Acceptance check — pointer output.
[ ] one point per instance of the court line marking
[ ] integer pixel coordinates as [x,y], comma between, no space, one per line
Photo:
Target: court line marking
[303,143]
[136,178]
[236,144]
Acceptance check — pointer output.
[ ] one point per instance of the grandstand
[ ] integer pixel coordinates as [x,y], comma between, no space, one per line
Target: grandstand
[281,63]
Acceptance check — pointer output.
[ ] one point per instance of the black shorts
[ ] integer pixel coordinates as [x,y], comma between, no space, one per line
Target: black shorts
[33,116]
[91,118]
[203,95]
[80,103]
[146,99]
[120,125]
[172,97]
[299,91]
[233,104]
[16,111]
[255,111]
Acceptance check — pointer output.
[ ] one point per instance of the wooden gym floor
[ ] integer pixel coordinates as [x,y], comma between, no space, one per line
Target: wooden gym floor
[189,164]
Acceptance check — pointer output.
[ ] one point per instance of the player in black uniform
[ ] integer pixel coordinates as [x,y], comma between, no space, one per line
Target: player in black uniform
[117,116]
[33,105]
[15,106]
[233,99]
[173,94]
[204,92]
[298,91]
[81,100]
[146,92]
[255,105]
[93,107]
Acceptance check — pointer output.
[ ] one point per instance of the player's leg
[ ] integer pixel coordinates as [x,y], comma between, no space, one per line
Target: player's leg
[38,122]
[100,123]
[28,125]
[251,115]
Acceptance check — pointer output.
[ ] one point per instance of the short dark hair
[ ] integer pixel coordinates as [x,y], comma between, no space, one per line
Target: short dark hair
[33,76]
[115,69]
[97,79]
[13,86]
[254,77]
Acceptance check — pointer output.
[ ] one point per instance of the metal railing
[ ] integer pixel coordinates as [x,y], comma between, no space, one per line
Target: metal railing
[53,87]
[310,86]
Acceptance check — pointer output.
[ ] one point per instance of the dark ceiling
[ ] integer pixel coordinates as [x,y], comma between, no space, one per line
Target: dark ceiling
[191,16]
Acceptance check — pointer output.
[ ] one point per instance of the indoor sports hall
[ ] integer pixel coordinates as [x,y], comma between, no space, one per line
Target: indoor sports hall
- - - - -
→ **Goal of the exercise**: Print all the data exactly.

→ **Correct result**:
Acceptance check — pointer output.
[ ] one point per instance of the court line marking
[ ] integer pixel coordinates as [x,y], comma between, no space, one per line
Photo:
Target: court line marking
[303,143]
[136,178]
[236,144]
Acceptance check — pointer output.
[ ] one point per instance of the grandstand
[ ] integer pixel coordinates as [x,y], comma between, no space, one per line
Target: grandstand
[281,63]
Acceptance check — pointer output.
[ ] one point per instance of the black shorts
[ ] integer pixel coordinates as [x,y], comma between, no space, one per line
Target: black shorts
[33,116]
[91,118]
[203,95]
[80,103]
[146,99]
[120,125]
[172,97]
[299,91]
[233,104]
[16,111]
[255,111]
Acceptance check — pointer output.
[ ] one point per instance of the wooden gym floor
[ ] integer pixel coordinates as [x,y], comma between, no space, one per line
Target: wooden gym floor
[189,164]
Acceptance check — pointer output.
[ ] one point per instance of the player in black uniform
[ ] integer pixel coordinates as [x,y], comma between, no space, one per line
Target: player in black uniform
[117,116]
[33,105]
[15,106]
[233,99]
[173,94]
[204,92]
[298,91]
[81,100]
[146,92]
[255,105]
[93,107]
Acceptance check — pointer output.
[ ] one point per instance of the player's leg
[ ] integer pixel coordinates as [x,y], comma between, no space, one per line
Target: player's leg
[38,122]
[100,123]
[28,125]
[251,115]
Acceptance check — pointer output.
[ ] one point per instance of the short dark hair
[ ] integer pixel coordinates as [x,y], comma between, no space, one per line
Target: short dark hair
[33,76]
[115,69]
[97,79]
[13,86]
[254,77]
Acceptance check — pointer output.
[ ] one point per instance of the metal railing
[ ] integer pixel coordinates as [x,y], comma between, no space, one per line
Target: metal railing
[53,87]
[310,86]
Acceptance check — pointer output.
[ ] one point per instance of the dark ceiling
[ ] integer pixel coordinates as [x,y], comma between, no space, one per line
Target: dark ceiling
[191,16]
Acceptance check — pointer output.
[ ] one point per instance of the indoor sports hall
[ ] integer pixel coordinates as [x,y], comma between, no space, one per line
Target: indoor sports hall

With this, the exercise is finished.